They believe that "Sex and the City" entertainment is morally insignificant, whereas a dramatic presentation of "The Passion" is a cinematic crisis meriting serious editorial response.

They believe that a cross exhibited in a jar of urine is a mark of open- mindedness, but a tiny version of the same figure displayed on Los Angeles' county seal constitutes an intolerant imposition of faith.

Mental Incredibles hail Nicole Kidman's liquid tryst with a 10-year-old as "pushing the envelope," but find the motto "In God We Trust" an international embarrassment.

They declare that Howard Stern's broadcasts are constitutionally protected, but deem it prudent to monitor certain pulpits for hate speech.

They believe that deficits are "generational warfare" when they arise from tax cuts, but "investments in the future" when produced by expanded government programs.

Secular savants believe that SUVs constitute a greater threat than MTV, that minuscule increases in air pollution merit more vilification than a gang of corporate pimps who've been corrupting children for more than two decades.

They believe that secondhand smoke is more deadly than sexual promiscuity, that politics trumps personal morality and that political correctness provides absolution for chronic narcissism.

They think that having three sets of children by at least as many partners isn't nearly as reprehensible as failing to support the Kyoto accords.

They believe, above all else, in the superiority of elite opinion, and in the cultural prestige that attends membership in this mutual veneration society.

That ordinary citizens should veto such advice -- ignoring the enlightened voices that denounced Ronald Reagan and touted the admirable idealism of Marxist regimes -- is hard to understand. Perhaps it's just impenetrable ignorance.

▶ **PROBLEMS TO SOLVE**
• A. Answer these questions from the passage:
(i) Which motto does the passage say is found an international embarrassment?
(ii) Whose broadcasts are declared constitutionally protected?
(iii) Which accords does the passage mention?
• B. Please copy the passage from "Mental Incredibles hail" to "an international embarrassment.".
• C. List every person named in the passage.

▶ **AVAILABLE DATA**
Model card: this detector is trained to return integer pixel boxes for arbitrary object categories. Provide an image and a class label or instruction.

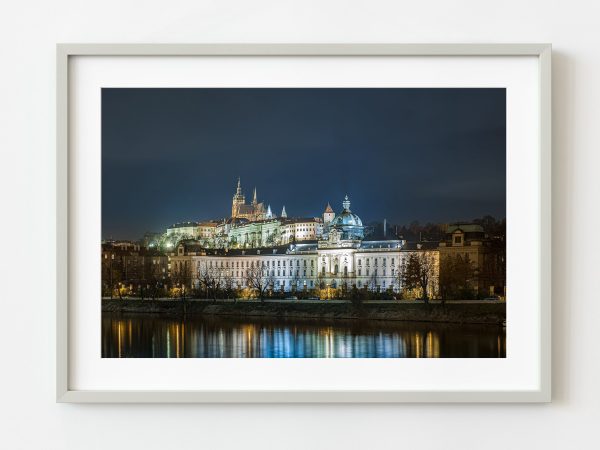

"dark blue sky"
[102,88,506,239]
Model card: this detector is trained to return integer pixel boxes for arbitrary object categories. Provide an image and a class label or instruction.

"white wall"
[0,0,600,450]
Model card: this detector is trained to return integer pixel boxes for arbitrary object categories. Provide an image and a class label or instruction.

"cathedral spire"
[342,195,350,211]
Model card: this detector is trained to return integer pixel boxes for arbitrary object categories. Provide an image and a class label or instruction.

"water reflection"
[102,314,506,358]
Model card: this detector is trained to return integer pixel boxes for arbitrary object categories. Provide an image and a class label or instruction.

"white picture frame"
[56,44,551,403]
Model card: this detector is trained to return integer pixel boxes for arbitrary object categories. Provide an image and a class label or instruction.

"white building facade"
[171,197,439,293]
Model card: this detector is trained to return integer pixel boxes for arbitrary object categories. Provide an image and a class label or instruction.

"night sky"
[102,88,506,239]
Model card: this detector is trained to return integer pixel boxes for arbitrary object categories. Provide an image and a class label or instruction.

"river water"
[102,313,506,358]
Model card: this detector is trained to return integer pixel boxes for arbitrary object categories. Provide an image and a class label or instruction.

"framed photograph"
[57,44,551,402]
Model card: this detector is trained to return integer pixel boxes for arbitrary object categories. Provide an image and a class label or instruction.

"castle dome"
...
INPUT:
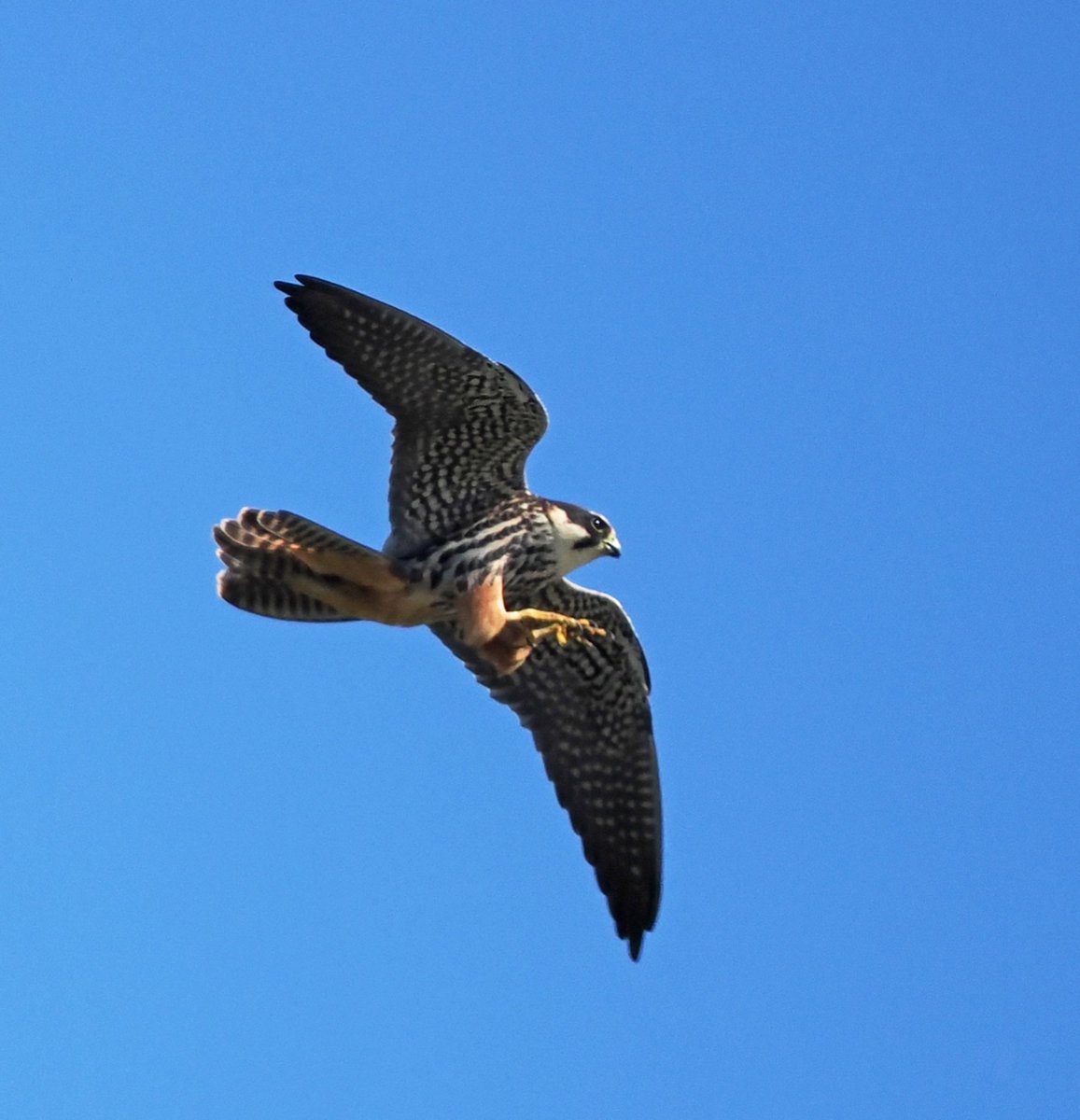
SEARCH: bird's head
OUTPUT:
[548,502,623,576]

▶ **RESULTS FOR EACH TASK**
• A.
(i) "In God We Trust"
(ii) Howard Stern's
(iii) The Kyoto accords

• B.
Mental Incredibles hail Nicole Kidman's liquid tryst with a 10-year-old as "pushing the envelope," but find the motto "In God We Trust" an international embarrassment.

• C.
Nicole Kidman
Howard Stern
Ronald Reagan